### Source text
══════
The Best American Short Stories 1962
- Editor: Martha Foley
- Language: English
- Series: The Best American Short Stories
- Publisher: Houghton Mifflin Harcourt
- Media type: Print
- ISBN: 978-9997371379
- Preceded by: The Best American Short Stories 1961
- Followed by: The Best American Short Stories 1963

= The Best American Short Stories 1962 =

1962 short story anthology

The Best American Short Stories 1962 is a volume in The Best American Short Stories series edited by Martha Foley. The volume was published by Houghton Mifflin Harcourt.

== Background ==
The series is considered one of the "best-known annual anthologies of short fiction" and has anthologized more than 2,000 short stories, including works by some of the most famous writers in contemporary American literature.

In particular, the Willa Cather Review wrote that The Best American Short Stories series "became a repository of values" for creative writing programs, college libraries, and literary magazines. The Los Angeles Times, reflecting on the hundred-year anniversary of the series, noted that it eventually became an "institution" itself, often being taught in classrooms.
══════
### Stored data

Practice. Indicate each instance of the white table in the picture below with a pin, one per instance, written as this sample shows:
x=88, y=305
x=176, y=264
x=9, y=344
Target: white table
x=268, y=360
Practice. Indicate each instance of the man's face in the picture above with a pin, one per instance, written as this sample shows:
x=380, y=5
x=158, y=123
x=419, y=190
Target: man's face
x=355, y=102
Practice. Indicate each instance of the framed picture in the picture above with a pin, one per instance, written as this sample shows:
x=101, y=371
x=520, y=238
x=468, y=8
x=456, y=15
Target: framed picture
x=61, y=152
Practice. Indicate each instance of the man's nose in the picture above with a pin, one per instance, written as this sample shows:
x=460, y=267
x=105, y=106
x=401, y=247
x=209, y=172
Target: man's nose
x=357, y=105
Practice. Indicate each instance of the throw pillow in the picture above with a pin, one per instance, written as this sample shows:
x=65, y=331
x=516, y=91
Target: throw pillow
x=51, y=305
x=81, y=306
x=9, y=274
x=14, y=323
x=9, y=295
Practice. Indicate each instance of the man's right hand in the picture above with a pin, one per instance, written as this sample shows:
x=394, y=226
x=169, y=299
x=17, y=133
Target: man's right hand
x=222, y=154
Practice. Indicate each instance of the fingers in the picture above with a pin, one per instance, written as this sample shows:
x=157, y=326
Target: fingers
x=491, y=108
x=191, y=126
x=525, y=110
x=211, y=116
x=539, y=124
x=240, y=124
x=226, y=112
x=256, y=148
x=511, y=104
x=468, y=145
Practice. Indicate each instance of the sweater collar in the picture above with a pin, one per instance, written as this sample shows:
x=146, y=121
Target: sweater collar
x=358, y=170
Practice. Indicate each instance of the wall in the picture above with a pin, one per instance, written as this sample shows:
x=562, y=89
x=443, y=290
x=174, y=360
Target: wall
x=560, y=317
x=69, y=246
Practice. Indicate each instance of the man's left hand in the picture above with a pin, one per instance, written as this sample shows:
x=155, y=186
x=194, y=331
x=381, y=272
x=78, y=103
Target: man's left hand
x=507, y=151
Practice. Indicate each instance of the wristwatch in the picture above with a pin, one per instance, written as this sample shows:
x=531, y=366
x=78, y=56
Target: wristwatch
══════
### Given problem 1
According to the anthology article, which publication wrote that the series "became a repository of values"?
### Given problem 2
Reproduce the anthology article from "The Best American Short Stories 1962 is" up to and including "Houghton Mifflin Harcourt.".
Rely only on the anthology article to respond.

### Right answer 1
The Willa Cather Review.

### Right answer 2
The Best American Short Stories 1962 is a volume in The Best American Short Stories series edited by Martha Foley. The volume was published by Houghton Mifflin Harcourt.